### Письменное задание A
Перечислите все виды стреляных гильз, которые названы в отрывке о Шумшу.
### Письменное задание B
Выведите без изменений часть отрывка о Шумшу, начиная со слов «Прямо из океана» и заканчивая словами «же вернулся назад.».
### Письменное задание C
Продолжите отрывок о Шумшу, начав сразу после его последнего предложения.

### Предоставленный отрывок
============

Ремонт закончен, и снова гусеницы врезаются в колею старой дороги. Вдруг вездеход вновь останавливается. Опять поломка? Кажется, нет, но в чем же дело? Ах, вот оно что! Ради этого стоило остановиться.
 
Ржавеют в тундре танки...
 
Прямо из океана на фоне узкой полоски кроваво-красного заката и темнеющего над ним густой синевой неба вырастает точеный конус неповторимого Алаида. Самый высокий и красивейший вулкан Курильской гряды в гордом одиночестве и неприступности, кажется, плывет в волнах Вечности. Вокруг ни единого облачка. Такие дни выпадают здесь крайне редко. Стоим, как завороженные, не в силах оторваться от этого великолепия. Сколько раз мы проводили мимо тебя, Алаид, и всегда ты скрывался от наших взглядов мрачной завесой серых холодных туманов. Ну что ж, тем дороже этот подарок. Спасибо, Алаид! Пытаемся снимать. И запоминаем на всю жизнь неправдоподобную, поразительную красоту вулкана.
Поздно вечером подъехали к какому-то сараю. Там и заночевали. Вездеход же вернулся назад.
Утро промозглое — ветер и сырой, обволакивающий, пронизывающий до костей туман. Голая холодная земля. Леса нет. Весь остров — плоскогорье из песчаных дюн, покрытых хилой растительностью. Изредка попадаются колки карликового стланика — кедрача или ольховника — да неприхотливый рододендрон. И травы, травы, травы... Много цветов — желтых, белых, голубых...
Недалеко от дороги лежит перевернутый старый японский танк с распущенной гусеницей. По сравнению с нашими «тридцатьчетверками» он выглядит игрушечным. Но у десантников, бравших Шумшу, танков вообще не было. Чуть дальше валяется башня от другого танка. Хорошо срезана, мастерски. Это склоны высоты 165, одной из двух господствующих сопок, прикрывавших путь к базе. Старые, заросшие траншеи, бетонированные блиндажи, на потолках которых уже успели вырасти сталактиты. И везде стреляные гильзы — русские, японские, пэтээровские, орудийные. И так по всему острову. Бои здесь были короткие, но яростные.
Укрепления, укрепления... Сколько их тут было? Этого сейчас не знает никто. До сих пор находят и здесь и на Парамушире склады со снарядами, патронами, минами. Бывало, в магазинах перебои с рисом, а в желудках прихлопнутых капканами крыс — свежий рис: значит, где-то есть склады с продовольствием. Нас предупреждали, что на острове, по-видимому, еще остались неразминированные катакомбы. Настроено здесь было порядочно. Сооружали укрепления в основном китайцы. Как утверждает молва, потом они были вывезены на баржах в море и потоплены. Так самураи сохраняли секреты Шумшу.

============

### Фрагмент набора данных
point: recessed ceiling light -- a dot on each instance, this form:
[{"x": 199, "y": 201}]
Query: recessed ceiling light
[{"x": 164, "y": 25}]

============

### Письменный ответ A
русские, японские, пэтээровские, орудийные

### Письменный ответ B
Прямо из океана на фоне узкой полоски кроваво-красного заката и темнеющего над ним густой синевой неба вырастает точеный конус неповторимого Алаида. Самый высокий и красивейший вулкан Курильской гряды в гордом одиночестве и неприступности, кажется, плывет в волнах Вечности. Вокруг ни единого облачка. Такие дни выпадают здесь крайне редко. Стоим, как завороженные, не в силах оторваться от этого великолепия. Сколько раз мы проводили мимо тебя, Алаид, и всегда ты скрывался от наших взглядов мрачной завесой серых холодных туманов. Ну что ж, тем дороже этот подарок. Спасибо, Алаид! Пытаемся снимать. И запоминаем на всю жизнь неправдоподобную, поразительную красоту вулкана.
Поздно вечером подъехали к какому-то сараю. Там и заночевали. Вездеход же вернулся назад.

### Письменный ответ C
Напротив миражом виднеется в тумане небольшая сопочка. Легендарная высота 171. Та самая, где совершили свой бессмертный подвиг матросы-тихоокеанцы Николай Вилков и Петр Ильичев. На противоположном склоне — два полуразрушенных дзота. Чуть ниже, в секторе их обстрела, — большое бетонное надгробие братской могилы, слева и справа — символические могилы Героев, повторивших подвиг Матросова. Туман и ветер. Все как в те августовские дни сорок пятого. Только тихо. И можно спокойно подойти к черным провалам дзотов и даже заглянуть внутрь.
А тогда... Изрыгающие огонь и смерть пулеметы прижимали матросов к холодной сырой земле. А справа, глухо урча, неотвратимо ползли уродливые японские танки с намалеванными синей краской драконами на бортах. И надо было во что бы то ни стало взять эту распроклятую высоту.
Что смогло толкнуть на дзот, на верную гибель этих двух парней? Были уже испробованы все способы. Выбора не оставалось. Первым поднялся тяжело раненный в руку Николай Вилков. Один дзот замолк, но второй продолжал стрелять. И тогда поднялся еще один — восемнадцатилетний Петр Ильичев. За ними пошли другие. Бой еще продолжался, но дзоты уже молчали. Это случилось 18 августа 1945 года около полудня.
А начиналось все несколькими днями раньше. В ночь на 15 августа, через шесть дней после объявления Советским Союзом войны Японии, командующий Камчатским оборонительным районом генерал-майор Гнечко получил приказ Главнокомандующего советскими войсками на Дальнем Востоке маршала Василевского о подготовке и проведении десантной операции с целью овладения Курильскими островами. Сроки — кратчайшие. И с утра все пришло в движение. В городе был спешно мобилизован автотранспорт для переброски войск, разгружались и готовились суда, предназначенные для десанта.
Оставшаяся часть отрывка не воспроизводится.